Aim 1
In the Samba commit log, which function can cheaply calculate the candimbl parameter?
Aim 2
Locate each line of the records that contains the word "glowing", and copy those lines.

Supplied text

####################

[SCM] Samba Shared Repository - branch master updated
Amitay Isaacs
amitay at samba.org
Tue Feb 18 20:08:04 MST 2014
The branch, master has been updated
via c743fc4 ctdb-scripts: Update a misleading comment
via d4298e9 ctdb-tests: Improvements to tests INSTALL script
via 24b734f ctdb-recoverd: LCP2 cleanups
via 9e5ef44 ctdb-recoverd: Optimise check for rebalance candidates in LCP2
via 2532149 ctdb-scripts: Enhancements to hung script debugging
from 79e2725 s3-auth: Pass mem_ctx to do_map_to_guest_server_info().
http://gitweb.samba.org/?p=samba.git;a=shortlog;h=master
- Log -----------------------------------------------------------------
commit c743fc434545236a7f733b8339f6f8f88fd864c8
Author: Martin Schwenke <martin at meltin.net>
Date: Fri Feb 14 16:59:08 2014 +1100
ctdb-scripts: Update a misleading comment
This comment was true when 50.samba was spaghetti because it tried to
automatically manage both smbd (and nmbd) and winbind. It isn't true
anymore.
Signed-off-by: Martin Schwenke <martin at meltin.net>
Reviewed-by: Amitay Isaacs <amitay at gmail.com>
Autobuild-User(master): Amitay Isaacs <amitay at samba.org>
Autobuild-Date(master): Wed Feb 19 04:07:12 CET 2014 on sn-devel-104
commit d4298e9e9dd4cc2a9a79f895e00477e802b2e052
Author: Martin Schwenke <martin at meltin.net>
Date: Mon Feb 17 11:32:15 2014 +1100
ctdb-tests: Improvements to tests INSTALL script
* Should stop on 1st error
* Fix up value of CTDB_TESTS_ARE_INSTALLED
* Improve fixing of broken symlinks in INSTALL
This is all of the links in tests/eventscript/etc-ctdb/ so no need
to list them. Just find and fix them.
Signed-off-by: Martin Schwenke <martin at meltin.net>
Reviewed-by: Amitay Isaacs <amitay at gmail.com>
commit 24b734f084de36160d065dc639100eab3b186f6c
Author: Martin Schwenke <martin at meltin.net>
Date: Fri Feb 7 17:32:12 2014 +1100
ctdb-recoverd: LCP2 cleanups
* Remove unnecessary candimbl parameter.
This parameter can be cheaply calculated in
lcp2_failback_candidate(). The compiler will probably do an
excellent job optimising it. :-)

####################

Given data
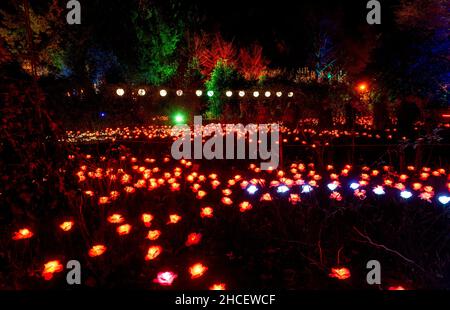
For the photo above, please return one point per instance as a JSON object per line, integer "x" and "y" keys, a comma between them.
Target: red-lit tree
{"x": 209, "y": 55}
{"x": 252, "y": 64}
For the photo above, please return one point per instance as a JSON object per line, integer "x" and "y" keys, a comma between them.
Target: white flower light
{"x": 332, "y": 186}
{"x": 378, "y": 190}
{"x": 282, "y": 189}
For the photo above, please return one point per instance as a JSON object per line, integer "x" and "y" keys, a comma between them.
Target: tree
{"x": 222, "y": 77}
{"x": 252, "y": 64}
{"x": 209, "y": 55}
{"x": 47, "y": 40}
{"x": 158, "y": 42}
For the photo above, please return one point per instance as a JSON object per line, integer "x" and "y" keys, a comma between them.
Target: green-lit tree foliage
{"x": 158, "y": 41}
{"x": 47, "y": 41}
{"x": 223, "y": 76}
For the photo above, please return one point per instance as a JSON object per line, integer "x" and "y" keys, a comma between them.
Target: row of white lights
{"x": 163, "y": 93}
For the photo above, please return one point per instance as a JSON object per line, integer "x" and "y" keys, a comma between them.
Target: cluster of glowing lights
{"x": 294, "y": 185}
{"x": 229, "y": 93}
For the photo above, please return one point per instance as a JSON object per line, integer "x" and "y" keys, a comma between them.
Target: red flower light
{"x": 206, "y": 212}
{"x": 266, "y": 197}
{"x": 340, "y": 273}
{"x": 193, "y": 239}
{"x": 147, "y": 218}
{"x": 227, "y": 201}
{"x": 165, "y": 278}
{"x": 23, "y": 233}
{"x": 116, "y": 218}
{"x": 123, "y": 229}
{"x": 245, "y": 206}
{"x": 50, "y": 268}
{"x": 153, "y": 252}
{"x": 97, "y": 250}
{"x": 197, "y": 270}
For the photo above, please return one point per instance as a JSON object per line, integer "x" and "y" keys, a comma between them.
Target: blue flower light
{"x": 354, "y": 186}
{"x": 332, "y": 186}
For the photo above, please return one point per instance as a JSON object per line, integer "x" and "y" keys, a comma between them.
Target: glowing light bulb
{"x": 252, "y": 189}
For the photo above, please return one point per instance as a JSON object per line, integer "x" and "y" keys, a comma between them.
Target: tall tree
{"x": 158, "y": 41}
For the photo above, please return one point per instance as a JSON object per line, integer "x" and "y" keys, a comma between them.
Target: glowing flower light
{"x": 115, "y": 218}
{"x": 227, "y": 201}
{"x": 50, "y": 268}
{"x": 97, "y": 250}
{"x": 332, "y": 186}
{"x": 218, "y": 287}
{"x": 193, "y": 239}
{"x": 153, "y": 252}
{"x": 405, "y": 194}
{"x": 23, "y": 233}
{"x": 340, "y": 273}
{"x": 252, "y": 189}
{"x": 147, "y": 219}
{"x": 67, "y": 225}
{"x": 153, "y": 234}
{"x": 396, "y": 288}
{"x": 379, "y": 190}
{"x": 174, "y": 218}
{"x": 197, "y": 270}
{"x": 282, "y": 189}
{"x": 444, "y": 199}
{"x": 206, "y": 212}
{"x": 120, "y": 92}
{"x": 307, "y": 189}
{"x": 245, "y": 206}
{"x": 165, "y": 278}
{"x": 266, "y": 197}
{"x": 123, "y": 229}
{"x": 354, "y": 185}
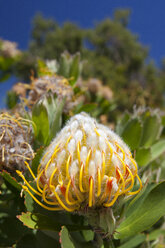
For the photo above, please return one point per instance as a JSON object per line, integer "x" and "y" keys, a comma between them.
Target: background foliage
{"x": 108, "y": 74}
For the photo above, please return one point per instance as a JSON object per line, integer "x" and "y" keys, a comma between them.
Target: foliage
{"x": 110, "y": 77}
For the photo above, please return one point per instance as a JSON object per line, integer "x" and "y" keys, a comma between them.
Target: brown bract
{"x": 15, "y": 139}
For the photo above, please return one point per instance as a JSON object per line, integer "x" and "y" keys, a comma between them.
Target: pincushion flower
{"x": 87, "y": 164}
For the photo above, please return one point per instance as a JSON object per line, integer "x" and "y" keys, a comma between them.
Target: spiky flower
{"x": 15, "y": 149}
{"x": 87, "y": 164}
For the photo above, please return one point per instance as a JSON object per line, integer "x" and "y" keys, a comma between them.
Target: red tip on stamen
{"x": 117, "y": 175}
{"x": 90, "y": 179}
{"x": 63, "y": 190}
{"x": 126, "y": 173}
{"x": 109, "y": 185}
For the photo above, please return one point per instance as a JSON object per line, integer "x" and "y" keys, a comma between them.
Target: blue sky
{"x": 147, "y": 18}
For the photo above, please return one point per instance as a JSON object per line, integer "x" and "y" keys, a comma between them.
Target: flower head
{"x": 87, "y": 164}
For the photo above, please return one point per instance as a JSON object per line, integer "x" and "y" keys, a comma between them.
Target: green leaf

####################

Final result 1
lcp2_failback_candidate()

Final result 2
Target: cluster of glowing lights
Target: glowing light bulb
Target: glowing flower light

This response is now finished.